Point labeling dataset excerpts:
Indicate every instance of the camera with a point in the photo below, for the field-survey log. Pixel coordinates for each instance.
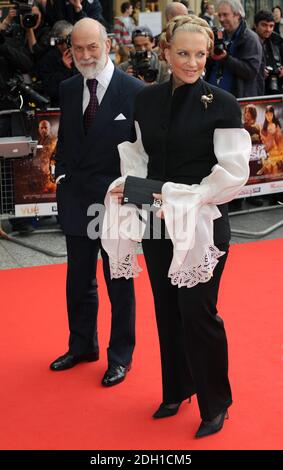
(17, 88)
(219, 43)
(24, 10)
(55, 41)
(273, 81)
(144, 65)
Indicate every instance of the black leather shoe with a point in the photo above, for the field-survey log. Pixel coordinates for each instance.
(115, 374)
(210, 427)
(68, 360)
(167, 410)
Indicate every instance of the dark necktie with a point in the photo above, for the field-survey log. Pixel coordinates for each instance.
(92, 105)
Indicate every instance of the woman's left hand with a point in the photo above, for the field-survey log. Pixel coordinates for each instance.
(158, 203)
(118, 193)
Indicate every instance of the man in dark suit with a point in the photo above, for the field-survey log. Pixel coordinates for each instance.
(96, 115)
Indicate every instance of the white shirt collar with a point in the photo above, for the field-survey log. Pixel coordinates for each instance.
(104, 77)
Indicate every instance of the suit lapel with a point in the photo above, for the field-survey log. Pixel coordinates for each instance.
(77, 107)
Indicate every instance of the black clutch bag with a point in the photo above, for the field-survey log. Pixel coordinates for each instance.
(138, 191)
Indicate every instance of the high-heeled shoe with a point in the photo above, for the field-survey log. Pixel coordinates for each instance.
(210, 427)
(167, 410)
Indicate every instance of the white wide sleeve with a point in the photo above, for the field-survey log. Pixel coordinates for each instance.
(124, 226)
(189, 210)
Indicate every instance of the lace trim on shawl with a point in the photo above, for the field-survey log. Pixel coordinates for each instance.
(127, 267)
(190, 276)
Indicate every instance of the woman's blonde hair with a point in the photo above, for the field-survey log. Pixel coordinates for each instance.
(190, 23)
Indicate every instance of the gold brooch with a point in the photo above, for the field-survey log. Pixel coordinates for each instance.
(207, 99)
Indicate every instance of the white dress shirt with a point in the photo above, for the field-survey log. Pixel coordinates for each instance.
(104, 78)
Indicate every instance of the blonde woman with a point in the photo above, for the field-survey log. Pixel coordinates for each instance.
(189, 135)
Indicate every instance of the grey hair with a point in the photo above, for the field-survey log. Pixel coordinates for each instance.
(102, 30)
(235, 5)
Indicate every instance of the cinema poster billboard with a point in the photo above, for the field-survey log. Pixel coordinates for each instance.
(34, 176)
(263, 118)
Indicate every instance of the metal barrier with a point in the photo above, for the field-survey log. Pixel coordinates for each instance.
(262, 233)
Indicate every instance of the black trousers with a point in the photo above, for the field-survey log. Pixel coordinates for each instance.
(192, 337)
(82, 303)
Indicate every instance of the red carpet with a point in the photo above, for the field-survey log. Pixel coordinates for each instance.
(41, 409)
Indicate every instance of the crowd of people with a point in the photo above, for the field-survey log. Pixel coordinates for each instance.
(186, 131)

Request:
Output every entry word for word, but omit the pictures.

Complete response:
Indicate every instance of the camera with a point in the photo below, for the field-survey log. Pixel coordinates for each instance.
(17, 88)
(219, 43)
(24, 10)
(55, 41)
(273, 81)
(144, 65)
Indicate every instance of the black leather shoe with a point in the photo above, for the field-survey log. Pixel coordinates for each instance.
(115, 374)
(210, 427)
(68, 360)
(167, 410)
Indicate every instance of the dark necktie with a point in the photo above, for the field-survey log. Pixel coordinates for each instance.
(92, 105)
Indicate every instance of the woman's left hand with a point in the photo above, for the field-survey log. Pixel coordinates for each instance.
(158, 203)
(118, 193)
Indicate every instance of the man in dark suit with a point in the photo above, for the field-survey log. Pixel coordinates for each instance.
(96, 115)
Indicate every instance of the white shirt collar with a point in the photo above, for the field-survey log. Pixel coordinates for each instance.
(104, 77)
Indicate every instance of the suit lapel with a point in the photo above, for the field-survey log. Pixel coordinates for each instance.
(77, 107)
Indicate every instance of the black clutch bag with a point in the photo above, for the field-survey log. Pixel coordinates for each instance.
(138, 191)
Indicate every instance of the high-heeled shoe with a point in the photo above, for the field-survey log. Pixel coordinates for each instance.
(210, 427)
(167, 410)
Indicate every instance of the white wide sleeve with a point in the photo above, for the field-survey log. Pixel coordinates for each instance.
(124, 226)
(189, 210)
Indicate every instance of the lace trim on shawl with a point in the photo above, for the field-survey log. Pixel coordinates for each instance.
(127, 267)
(190, 276)
Indicate every instance of the woman's blonde hair with a point in the photo above, for the field-survey log. Pixel coordinates for each instance.
(190, 23)
Indicate every instance of the gold brooch with a point in the photo above, for the field-survey log. Pixel coordinates for each instance.
(207, 99)
Indicate every instance of the white dress shirt with a point in the photo above, for the field-survey log. Pixel coordinates for each instance.
(104, 78)
Indicate every instance of the blonde woman with a point in the photo above, for the field-survey log. Pixel coordinates for each instance.
(189, 135)
Indicate every instance of the grey hair with a point in the photo above, for the field-survey log. Pixel coordinates for each instance.
(102, 30)
(235, 5)
Indicate every instance of the cinema poster billboard with a point in the photo above, for the field-survey log. Pixel coordinates for each instance.
(34, 176)
(263, 118)
Indicate every instance of the metal barrier with a point in the photo above, for the field-survey log. Pixel coordinates for each instance.
(262, 233)
Indicate every instance of the black trousers with a point in the photo above, for the field-survey log. Pixel coordinates for each instance.
(192, 337)
(82, 303)
Indicate every instance of the red carpet with a point in the photo above, for the field-survey log. Pixel coordinates for each instance.
(41, 409)
Indicate every instance of the crowd of people with a point in the photo above, for the field-survey log. Pixel coordinates for each instance.
(186, 131)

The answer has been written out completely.